Items from a data source:
* * *

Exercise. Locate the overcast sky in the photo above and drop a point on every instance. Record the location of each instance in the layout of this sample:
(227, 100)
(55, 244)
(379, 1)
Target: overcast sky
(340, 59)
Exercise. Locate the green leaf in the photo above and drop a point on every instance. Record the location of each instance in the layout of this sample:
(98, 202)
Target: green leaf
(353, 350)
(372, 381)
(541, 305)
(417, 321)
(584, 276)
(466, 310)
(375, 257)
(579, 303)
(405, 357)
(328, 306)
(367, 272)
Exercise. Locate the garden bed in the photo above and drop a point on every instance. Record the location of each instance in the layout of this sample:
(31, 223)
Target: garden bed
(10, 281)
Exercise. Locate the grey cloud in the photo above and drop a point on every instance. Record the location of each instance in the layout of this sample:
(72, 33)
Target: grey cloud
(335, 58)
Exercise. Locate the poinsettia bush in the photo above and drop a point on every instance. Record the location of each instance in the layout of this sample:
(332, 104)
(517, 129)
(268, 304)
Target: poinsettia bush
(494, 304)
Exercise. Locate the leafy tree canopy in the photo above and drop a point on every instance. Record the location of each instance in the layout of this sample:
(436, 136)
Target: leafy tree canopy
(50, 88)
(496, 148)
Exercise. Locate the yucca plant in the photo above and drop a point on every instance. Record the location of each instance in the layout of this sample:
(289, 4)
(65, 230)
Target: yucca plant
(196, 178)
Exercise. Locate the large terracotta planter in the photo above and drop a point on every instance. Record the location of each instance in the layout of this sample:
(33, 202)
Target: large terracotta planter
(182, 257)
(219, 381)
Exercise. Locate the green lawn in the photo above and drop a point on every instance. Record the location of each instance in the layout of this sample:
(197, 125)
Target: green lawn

* * *

Exercise goal: Look for the string "lawn" in the data above and return every line that has it.

Solution to this exercise:
Exercise. Locate the green lawn in the photo above and drop a point on every instance. Record the location of each instance in the layout of this sample:
Target: green lawn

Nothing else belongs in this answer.